## Directions:
Select and copy every line of the listing below that contains the string "water". Case counts, so match only that exact capitalization.

## The input:
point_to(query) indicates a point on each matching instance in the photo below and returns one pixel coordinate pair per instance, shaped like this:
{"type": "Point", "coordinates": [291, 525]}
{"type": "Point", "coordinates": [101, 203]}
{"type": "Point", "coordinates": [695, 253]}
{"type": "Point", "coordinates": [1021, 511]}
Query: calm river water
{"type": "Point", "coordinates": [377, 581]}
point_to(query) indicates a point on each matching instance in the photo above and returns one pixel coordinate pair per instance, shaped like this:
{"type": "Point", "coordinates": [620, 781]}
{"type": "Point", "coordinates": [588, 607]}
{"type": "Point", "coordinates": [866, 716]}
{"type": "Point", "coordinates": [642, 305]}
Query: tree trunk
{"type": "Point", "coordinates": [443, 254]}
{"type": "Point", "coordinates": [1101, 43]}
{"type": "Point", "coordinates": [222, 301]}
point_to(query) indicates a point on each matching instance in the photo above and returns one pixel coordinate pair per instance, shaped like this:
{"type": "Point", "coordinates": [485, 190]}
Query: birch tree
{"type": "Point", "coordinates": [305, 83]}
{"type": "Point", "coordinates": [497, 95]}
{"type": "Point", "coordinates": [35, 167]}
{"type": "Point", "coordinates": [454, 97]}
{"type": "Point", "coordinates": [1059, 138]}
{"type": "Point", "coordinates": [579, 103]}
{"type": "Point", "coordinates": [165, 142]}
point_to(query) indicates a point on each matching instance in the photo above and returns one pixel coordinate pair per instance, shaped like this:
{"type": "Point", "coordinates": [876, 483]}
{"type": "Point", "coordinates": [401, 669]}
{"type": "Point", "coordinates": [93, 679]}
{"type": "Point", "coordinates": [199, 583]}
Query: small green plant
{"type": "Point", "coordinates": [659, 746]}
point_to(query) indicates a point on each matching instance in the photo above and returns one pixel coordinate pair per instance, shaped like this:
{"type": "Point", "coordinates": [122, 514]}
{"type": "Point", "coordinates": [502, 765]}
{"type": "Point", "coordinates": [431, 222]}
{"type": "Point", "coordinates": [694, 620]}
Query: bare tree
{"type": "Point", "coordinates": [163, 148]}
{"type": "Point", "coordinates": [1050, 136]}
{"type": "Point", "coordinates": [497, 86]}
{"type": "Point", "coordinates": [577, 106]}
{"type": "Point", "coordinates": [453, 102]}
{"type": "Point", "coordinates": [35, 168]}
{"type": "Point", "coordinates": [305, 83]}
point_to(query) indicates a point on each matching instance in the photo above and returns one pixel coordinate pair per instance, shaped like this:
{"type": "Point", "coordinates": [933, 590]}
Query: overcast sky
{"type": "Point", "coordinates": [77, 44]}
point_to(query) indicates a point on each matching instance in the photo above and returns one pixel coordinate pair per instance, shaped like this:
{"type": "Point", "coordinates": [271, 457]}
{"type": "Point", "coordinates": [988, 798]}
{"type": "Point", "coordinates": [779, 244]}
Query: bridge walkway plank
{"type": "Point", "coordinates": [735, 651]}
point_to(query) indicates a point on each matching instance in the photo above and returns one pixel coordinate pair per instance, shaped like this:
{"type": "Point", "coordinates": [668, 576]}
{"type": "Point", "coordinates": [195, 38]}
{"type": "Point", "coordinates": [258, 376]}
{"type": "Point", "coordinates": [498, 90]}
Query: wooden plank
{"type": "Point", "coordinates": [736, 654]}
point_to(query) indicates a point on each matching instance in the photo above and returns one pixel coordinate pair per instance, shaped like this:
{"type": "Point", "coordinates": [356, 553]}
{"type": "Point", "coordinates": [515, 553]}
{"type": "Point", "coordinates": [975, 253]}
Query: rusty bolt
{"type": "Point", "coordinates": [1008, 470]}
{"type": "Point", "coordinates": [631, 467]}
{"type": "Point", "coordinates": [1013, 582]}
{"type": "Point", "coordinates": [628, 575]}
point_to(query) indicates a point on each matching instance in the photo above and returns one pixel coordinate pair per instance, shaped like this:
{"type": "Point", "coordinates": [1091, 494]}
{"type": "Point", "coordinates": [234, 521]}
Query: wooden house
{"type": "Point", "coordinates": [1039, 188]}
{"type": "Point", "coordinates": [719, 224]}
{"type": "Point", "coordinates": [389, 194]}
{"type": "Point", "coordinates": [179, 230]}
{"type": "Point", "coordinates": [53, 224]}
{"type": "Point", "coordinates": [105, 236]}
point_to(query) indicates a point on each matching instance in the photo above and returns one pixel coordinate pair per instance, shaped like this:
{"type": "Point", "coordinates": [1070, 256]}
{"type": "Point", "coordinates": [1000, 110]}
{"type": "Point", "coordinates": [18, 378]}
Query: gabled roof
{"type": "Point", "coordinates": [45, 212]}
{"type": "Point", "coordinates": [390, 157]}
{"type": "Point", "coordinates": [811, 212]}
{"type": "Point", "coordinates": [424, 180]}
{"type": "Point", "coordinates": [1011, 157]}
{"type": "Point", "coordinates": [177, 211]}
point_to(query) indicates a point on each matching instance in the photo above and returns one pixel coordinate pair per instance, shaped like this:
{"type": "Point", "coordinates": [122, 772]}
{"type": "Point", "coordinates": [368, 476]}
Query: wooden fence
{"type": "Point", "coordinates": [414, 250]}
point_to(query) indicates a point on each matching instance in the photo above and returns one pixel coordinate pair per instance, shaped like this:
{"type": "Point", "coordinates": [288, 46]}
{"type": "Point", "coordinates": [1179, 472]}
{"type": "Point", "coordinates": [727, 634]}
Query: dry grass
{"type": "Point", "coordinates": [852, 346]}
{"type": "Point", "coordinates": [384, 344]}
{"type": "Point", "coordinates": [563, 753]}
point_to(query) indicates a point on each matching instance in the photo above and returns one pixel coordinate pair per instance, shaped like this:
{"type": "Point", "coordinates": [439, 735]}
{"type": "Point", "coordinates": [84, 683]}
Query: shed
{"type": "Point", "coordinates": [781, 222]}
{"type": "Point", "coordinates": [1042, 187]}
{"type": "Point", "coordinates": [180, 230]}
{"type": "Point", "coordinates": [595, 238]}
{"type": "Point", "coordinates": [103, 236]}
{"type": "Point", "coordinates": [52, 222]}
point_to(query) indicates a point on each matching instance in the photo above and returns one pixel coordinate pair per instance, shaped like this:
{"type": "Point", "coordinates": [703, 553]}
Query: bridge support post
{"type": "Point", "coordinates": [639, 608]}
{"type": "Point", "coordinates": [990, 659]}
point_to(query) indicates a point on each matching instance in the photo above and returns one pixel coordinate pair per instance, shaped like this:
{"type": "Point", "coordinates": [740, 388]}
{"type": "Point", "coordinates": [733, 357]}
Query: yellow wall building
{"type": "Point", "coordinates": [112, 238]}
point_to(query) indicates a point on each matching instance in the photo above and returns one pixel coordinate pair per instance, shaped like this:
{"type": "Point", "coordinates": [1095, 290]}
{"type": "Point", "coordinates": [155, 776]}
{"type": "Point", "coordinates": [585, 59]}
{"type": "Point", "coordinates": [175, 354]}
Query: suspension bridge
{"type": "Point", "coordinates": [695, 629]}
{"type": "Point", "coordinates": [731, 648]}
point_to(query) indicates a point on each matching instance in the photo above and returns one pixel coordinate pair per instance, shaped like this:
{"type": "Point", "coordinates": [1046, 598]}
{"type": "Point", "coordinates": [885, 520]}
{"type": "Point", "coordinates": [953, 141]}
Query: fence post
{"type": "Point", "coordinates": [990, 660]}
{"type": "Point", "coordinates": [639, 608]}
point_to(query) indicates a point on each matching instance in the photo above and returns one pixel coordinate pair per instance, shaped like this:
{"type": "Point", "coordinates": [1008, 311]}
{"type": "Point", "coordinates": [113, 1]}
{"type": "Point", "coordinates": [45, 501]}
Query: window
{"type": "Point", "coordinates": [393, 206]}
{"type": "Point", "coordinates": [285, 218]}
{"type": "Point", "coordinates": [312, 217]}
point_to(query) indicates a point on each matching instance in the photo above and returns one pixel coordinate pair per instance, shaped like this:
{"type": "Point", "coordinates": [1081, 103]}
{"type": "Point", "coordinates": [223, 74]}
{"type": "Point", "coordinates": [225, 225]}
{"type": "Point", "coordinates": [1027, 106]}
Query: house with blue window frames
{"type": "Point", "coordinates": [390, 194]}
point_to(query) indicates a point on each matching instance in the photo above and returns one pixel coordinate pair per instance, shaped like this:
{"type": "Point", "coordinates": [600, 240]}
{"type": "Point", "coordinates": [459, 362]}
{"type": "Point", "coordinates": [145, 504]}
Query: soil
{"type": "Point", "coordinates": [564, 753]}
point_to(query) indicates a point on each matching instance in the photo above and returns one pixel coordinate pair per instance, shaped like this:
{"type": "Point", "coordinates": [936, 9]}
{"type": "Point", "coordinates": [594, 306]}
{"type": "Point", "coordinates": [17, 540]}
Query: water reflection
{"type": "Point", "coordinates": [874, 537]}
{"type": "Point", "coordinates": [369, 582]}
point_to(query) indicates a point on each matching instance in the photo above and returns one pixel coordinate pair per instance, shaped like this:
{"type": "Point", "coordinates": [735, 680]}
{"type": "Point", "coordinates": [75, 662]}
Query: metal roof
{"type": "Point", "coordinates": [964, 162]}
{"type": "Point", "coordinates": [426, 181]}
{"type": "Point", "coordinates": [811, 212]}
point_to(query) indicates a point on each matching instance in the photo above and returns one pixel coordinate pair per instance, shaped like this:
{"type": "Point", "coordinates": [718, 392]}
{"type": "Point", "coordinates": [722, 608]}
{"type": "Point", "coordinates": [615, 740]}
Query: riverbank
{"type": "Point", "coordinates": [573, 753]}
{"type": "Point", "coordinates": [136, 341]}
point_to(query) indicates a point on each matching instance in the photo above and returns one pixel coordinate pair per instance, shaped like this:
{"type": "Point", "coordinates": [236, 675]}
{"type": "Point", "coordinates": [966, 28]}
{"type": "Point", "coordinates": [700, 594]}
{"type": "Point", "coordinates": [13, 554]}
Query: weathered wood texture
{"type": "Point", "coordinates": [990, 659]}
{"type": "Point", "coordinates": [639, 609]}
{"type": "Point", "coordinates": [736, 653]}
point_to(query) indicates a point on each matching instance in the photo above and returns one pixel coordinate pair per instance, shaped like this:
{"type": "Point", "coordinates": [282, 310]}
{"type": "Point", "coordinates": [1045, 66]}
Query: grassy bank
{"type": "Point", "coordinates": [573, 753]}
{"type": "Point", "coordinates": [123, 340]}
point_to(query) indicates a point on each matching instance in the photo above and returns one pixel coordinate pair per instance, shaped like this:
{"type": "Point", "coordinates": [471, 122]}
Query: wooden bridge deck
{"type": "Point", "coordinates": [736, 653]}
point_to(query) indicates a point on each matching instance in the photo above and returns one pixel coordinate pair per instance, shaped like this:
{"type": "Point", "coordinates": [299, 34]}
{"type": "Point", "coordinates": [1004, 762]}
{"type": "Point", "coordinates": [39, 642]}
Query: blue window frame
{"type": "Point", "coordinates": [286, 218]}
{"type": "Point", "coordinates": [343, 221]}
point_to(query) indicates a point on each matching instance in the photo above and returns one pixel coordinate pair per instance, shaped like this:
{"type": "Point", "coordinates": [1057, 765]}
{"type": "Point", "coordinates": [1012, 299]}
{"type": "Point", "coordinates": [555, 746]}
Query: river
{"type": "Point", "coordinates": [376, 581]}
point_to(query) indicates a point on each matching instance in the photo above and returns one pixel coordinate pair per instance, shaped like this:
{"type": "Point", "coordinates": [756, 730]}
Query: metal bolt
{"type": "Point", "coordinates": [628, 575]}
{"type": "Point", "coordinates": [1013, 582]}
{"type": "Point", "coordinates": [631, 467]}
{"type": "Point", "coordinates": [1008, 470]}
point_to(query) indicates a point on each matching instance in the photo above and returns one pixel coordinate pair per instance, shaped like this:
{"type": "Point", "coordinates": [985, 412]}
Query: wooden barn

## Exercise solution:
Query: calm river water
Query: water reflection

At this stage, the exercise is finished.